Shure is credited with several industry firsts. In 1948, the company introduced the 900MG, the first phonograph cartridge capable of playing both long-playing and 78 rpm records, and in 1954, Shure's M12 Dynetic Phono Reproducer tonearm and cartridge set established an industry standard with a tracking force of only one gram. The M1 Studio Dynetic Cartridge introduced the principle of a moving magnet within a stationary coil, an engineering concept that dominated cartridge design for nearly 25 years due to its higher output, lower noise, and greater headroom. The Shure M3D, introduced in 1958, was the first ever stereo moving magnet cartridge, with 20 dB of stereo separation at 20 kHz.

Shure has also designed and manufactured cartridges specifically for disc jockeys. Their M35X and Whitelabel cartridges are designed for nightclubs. The M44-7, however, is designed for scratching, which involves playing a vinyl record forward and backward rhythmically. The M44-7 cartridge is renowned for its tracking and skip resistance, which has made it a popular choice of turntablists such as The Invisibl Skratch Piklz.

▶ RECORDED INFORMATION
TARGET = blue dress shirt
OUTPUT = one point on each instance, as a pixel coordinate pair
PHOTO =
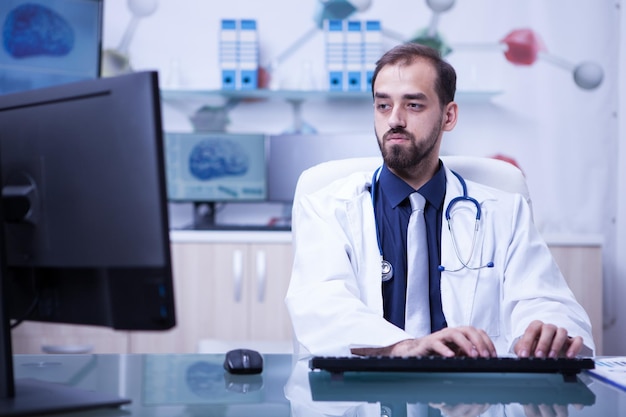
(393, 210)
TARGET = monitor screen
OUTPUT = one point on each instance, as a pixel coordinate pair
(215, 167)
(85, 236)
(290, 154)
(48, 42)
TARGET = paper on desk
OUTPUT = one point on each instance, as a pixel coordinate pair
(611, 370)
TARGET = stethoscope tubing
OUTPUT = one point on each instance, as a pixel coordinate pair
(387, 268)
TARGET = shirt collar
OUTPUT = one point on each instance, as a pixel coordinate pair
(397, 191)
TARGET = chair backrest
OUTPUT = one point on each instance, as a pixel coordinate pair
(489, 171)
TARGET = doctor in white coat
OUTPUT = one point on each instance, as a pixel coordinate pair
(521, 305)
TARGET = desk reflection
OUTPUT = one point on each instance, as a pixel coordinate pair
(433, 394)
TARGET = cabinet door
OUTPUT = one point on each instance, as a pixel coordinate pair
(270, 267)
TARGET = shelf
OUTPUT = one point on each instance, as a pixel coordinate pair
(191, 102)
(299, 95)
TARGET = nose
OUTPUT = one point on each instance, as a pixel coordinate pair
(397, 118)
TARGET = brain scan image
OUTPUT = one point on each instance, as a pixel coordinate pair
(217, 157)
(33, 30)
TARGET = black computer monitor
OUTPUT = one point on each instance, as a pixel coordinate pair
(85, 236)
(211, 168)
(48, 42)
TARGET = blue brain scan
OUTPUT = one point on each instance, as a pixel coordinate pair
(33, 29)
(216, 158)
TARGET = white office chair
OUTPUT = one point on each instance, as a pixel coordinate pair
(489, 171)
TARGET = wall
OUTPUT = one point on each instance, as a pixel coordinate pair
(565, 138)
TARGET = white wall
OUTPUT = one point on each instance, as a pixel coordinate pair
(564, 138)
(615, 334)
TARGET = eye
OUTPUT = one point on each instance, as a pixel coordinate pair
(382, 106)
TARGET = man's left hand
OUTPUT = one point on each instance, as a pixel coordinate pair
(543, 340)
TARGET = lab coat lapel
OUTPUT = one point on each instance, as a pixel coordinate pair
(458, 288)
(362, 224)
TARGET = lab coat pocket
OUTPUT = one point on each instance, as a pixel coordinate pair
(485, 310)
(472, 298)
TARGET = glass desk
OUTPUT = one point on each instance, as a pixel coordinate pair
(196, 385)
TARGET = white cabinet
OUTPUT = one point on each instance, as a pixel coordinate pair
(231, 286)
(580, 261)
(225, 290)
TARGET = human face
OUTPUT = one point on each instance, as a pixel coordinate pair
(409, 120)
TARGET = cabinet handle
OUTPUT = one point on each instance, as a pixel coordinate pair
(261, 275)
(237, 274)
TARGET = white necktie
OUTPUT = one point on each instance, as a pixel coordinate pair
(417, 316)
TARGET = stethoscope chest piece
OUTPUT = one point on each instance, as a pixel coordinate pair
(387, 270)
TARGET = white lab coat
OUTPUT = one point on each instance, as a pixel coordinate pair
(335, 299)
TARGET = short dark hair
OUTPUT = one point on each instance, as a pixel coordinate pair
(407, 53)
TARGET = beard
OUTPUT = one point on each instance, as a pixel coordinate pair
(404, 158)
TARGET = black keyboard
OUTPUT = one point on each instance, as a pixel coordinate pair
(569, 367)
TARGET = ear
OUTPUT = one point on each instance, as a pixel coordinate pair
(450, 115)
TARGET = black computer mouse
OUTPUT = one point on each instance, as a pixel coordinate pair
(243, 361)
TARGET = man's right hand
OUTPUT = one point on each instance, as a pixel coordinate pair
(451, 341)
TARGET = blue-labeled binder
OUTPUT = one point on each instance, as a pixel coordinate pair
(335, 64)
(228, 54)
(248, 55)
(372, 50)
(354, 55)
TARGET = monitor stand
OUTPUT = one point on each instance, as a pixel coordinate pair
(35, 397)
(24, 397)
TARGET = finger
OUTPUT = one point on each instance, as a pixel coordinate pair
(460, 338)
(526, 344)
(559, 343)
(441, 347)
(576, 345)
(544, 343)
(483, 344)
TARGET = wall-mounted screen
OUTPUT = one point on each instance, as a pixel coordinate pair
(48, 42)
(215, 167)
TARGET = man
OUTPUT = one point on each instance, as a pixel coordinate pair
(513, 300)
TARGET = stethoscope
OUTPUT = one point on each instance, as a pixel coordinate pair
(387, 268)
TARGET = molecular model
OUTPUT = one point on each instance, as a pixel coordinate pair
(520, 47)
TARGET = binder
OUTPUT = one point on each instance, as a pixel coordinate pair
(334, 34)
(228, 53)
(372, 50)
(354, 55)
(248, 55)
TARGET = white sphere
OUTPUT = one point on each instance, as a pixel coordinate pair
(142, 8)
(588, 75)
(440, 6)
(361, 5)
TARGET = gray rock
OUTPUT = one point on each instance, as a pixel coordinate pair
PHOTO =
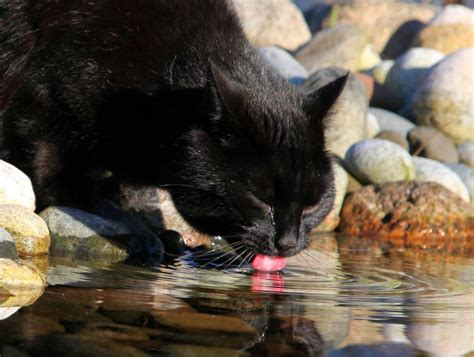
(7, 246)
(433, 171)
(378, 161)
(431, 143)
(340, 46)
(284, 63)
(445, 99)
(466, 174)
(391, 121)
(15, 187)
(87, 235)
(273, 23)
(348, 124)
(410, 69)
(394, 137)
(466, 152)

▶ SET OF TASKS
1. Please retype the passage on Shure cartridges word for word, starting at "Shure is credited" and ending at "separation at 20 kHz.".
2. In the passage on Shure cartridges, which cartridge is designed for scratching?
The records are separate material and have no connection to the passage on Shure cartridges.

▶ TASK-BY-TASK SOLUTIONS
1.
Shure is credited with several industry firsts. In 1948, the company introduced the 900MG, the first phonograph cartridge capable of playing both long-playing and 78 rpm records, and in 1954, Shure's M12 Dynetic Phono Reproducer tonearm and cartridge set established an industry standard with a tracking force of only one gram. The M1 Studio Dynetic Cartridge introduced the principle of a moving magnet within a stationary coil, an engineering concept that dominated cartridge design for nearly 25 years due to its higher output, lower noise, and greater headroom. The Shure M3D, introduced in 1958, was the first ever stereo moving magnet cartridge, with 20 dB of stereo separation at 20 kHz.

2. The M44-7